経営者が、本筋の企業活動を推進し、
政府は、それを促す政策的支援をする
今こそ、王道の「官民関係」再構築を
東京中小企業投資育成株式会社
代表取締役社長
望月晴文
新年あけましておめでとうございます。
世界がコロナ禍といわれながら、はや二年が経過しました。我が国の水際対策は厳格で、相変わらず鎖国のような状況が続いています。その中でも、無観客での東京五輪決行、いろいろなイベントもほとんどが観客入場制限下で行われました。個人消費を始め国民総支出も停滞する中で、企業の業況は総じて大変苦しい状況にありました。
そのような社会状況の下で、政府も様々な形で財政支出を拡大し、苦境にあえぐ企業や個人を直接支える支援を行いました。確かに一見バラマキ支出の非難は避けがたいところではありますが、緊急事態下での措置としては相応の効果を上げ、パンデミック対応としては有意義なものであったと思います。
世界の中では感染再拡大の地域も散見されますが、我が国は昨年末にかけて第5波の収束が見られたところであります。この原因がわからないという専門家といわれる方もおられますが、何といってもワクチンの的確な普及と適切な感染対策の継続の効果のお陰に相違ないものといえるでしょう。新たな変異株の流行の兆しがあるなど、まだ再び感染拡大の懸念ももちろんありますが、引き続きワクチン追加接種を適切に行うとともに、日常の感染防止策を怠らないことがすべてであろうと思います。もちろん、政府および関係者の皆さんの努力により治療薬の早期開発、供給が必要なことは言うまでもありません。
そういう意味では主要先進国が、感染症対策は国の安全保障政策の一環であるとして、自国の対応力を強化していることは、今後の我が国の国家戦略として見習うべきものと思います。国産ワクチンや治療薬の開発は今や先進技術大国日本としては、官民挙げて対応すべき喫緊の課題だというべきでしょう。
さて新しい年を迎えて、もう一つの大きな課題は今や世界中の国々がコミットを余儀なくされているカーボンニュートラルへの対応です。2015年のCOP21で合意され、途上国も含む175か国と地域が参加したパリ協定は、昨年末のCOP26ではかなり多数の国が野心的といわれる目標にコミットするまで発展しました。

_課題の内容:_
(a) 年頭あいさつの記述から、次の問いに答えてください。
(i) 昨年末にかけての第5波の収束は、何の効果によるものだとされていますか。
(ii) 主要先進国は、感染症対策を何の一環として位置づけていますか。
(iii) パリ協定には、いくつの国と地域が参加しましたか。
(b) 年頭あいさつの文章を、末尾の文の後から書き進めてください。
リストは参照しなくてかまいません。

_分析用データ:_

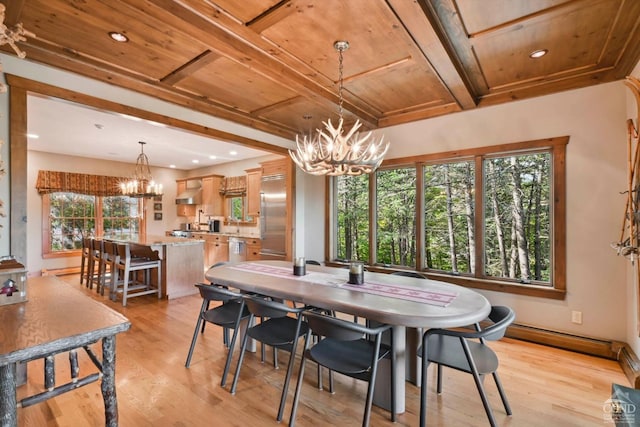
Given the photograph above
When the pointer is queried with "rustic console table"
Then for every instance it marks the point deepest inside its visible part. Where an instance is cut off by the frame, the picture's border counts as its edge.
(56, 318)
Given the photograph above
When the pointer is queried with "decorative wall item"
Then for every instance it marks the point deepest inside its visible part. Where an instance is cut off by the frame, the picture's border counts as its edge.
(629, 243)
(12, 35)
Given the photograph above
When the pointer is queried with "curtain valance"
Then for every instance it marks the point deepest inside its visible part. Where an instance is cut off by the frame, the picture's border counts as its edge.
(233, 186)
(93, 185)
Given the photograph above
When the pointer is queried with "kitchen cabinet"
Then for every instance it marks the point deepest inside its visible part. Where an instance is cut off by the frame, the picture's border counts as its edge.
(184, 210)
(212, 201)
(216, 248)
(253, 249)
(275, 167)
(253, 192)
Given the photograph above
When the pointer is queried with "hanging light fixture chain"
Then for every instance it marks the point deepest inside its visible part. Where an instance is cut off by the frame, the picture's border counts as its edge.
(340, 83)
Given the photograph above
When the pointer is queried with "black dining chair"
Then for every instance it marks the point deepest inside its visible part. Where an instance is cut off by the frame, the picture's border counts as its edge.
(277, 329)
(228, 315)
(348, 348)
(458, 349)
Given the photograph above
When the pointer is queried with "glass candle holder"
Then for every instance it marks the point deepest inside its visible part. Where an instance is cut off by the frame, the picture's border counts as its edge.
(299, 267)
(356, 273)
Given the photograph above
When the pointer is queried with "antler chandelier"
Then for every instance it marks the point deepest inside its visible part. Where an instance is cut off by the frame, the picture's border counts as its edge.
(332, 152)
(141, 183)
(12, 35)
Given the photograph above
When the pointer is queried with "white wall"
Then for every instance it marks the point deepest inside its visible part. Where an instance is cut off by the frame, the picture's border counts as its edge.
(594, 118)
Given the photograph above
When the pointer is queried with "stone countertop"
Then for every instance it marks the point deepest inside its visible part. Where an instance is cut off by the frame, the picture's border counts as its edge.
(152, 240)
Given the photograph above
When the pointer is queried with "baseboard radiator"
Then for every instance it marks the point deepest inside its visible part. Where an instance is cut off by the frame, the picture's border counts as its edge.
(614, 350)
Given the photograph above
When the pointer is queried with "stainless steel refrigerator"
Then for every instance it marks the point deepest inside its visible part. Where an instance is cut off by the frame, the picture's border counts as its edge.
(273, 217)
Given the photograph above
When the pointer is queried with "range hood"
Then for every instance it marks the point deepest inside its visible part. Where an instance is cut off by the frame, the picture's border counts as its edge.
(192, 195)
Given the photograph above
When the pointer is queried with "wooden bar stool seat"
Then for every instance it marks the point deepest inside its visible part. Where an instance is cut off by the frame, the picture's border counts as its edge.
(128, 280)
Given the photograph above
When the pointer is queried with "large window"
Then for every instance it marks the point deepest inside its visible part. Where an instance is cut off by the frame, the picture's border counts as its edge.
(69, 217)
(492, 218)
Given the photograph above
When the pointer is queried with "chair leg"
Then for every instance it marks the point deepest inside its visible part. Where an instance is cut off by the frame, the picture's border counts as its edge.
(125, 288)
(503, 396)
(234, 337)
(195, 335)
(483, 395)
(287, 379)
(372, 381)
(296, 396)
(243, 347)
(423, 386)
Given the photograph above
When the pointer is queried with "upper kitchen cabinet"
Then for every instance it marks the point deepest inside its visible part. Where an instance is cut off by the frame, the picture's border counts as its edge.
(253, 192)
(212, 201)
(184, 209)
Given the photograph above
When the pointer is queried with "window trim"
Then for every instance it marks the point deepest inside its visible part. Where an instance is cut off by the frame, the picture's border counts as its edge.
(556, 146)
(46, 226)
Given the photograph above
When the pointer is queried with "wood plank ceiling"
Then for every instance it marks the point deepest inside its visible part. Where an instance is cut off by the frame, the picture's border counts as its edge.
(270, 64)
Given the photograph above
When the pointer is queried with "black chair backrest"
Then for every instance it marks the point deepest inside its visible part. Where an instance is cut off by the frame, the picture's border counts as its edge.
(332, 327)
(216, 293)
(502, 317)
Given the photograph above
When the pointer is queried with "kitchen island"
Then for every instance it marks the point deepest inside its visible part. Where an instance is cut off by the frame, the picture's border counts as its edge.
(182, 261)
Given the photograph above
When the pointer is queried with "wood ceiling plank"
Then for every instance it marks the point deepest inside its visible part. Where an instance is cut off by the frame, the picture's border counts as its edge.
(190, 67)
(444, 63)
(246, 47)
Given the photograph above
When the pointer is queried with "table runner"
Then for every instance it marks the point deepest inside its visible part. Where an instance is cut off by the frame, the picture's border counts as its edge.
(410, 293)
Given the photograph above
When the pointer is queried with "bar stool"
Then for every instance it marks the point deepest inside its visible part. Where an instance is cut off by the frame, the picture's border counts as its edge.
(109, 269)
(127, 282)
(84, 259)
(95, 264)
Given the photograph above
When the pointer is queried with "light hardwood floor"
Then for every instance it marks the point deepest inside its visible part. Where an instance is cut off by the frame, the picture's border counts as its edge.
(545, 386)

_課題別の解答:_
(a)
(i) ワクチンの的確な普及と適切な感染対策の継続
(ii) 国の安全保障政策
(iii) 途上国も含む175か国と地域

(b)
もちろん目標を立てることは重要なことではありますが、真に意味のあることにするためには具体的にどういう手段を用い、どういうプロセスで実現するのかという実行計画によります。次回以降のCOPは各国にその具体化を求めるものになるでしょう。注目しなければならないことは、その過程で国の経済運営も企業経営も当然大きな影響を受けることになるということです。
企業戦略作成にあたっては、COPの議論に耳を傾ける
脱炭素社会はエネルギーのつくり方、使い方が劇的に変わり、結果としてコスト構造も変化し、およそあらゆる業種が対応を迫られることになります。
厄介なことは、国によって目標が異なる場合には、業種により競争環境が不公平になる可能性もあるということです。当然、このような不公平を調整するための国境調整措置も必要になるでしょう。COPの議論というのは、それほどの広がりのあるものであるということを、企業戦略作成にあたって認識するべきものであると思います。
さて昨秋発足した岸田内閣の経済政策課題は、自ら設定した「新しい資本主義」を成長と分配の好循環によって実現することだとされております。第二次安倍内閣発足以来の金融・財政政策、いわゆる第一の矢・第二の矢は失われた20年という状況の下ではそれなりに局面打開をすることができ、かなり多くの企業に潤沢な利益をもたらしました。
しかしながら、構造改革を中心とした第三の矢は不発で、企業は内部留保をため込むばかりで真の発展のための成長戦略には必ずしも結び付きませんでした。その意味では岸田内閣の新しい資本主義というものに何か全く新しい魔術を期待するのは論理的ではないでしょう。もともと成長戦略あっての分配政策であり、安倍政権のときに企業の利益が自然にトリクルダウンで分配されると期待した新自由主義が不発だったということかもしれません。
企業経営者が企業活動の本筋で設備投資、研究開発投資、従業員への人材投資などをする、政府はそれを促す政策的支援をするという王道の官民の関係を再構築するべきでしょう。加えて、投資の向かうべき方向を「経済価値」「環境価値」「社会価値」という多角的価値に向けることができれば、「新しい資本主義」と銘打つことも意味のあるものになるはずです。
このことを新年の初夢にしたいと思います。皆様方にとって、本年が実り多き年になりますことを心からお祈り申し上げます。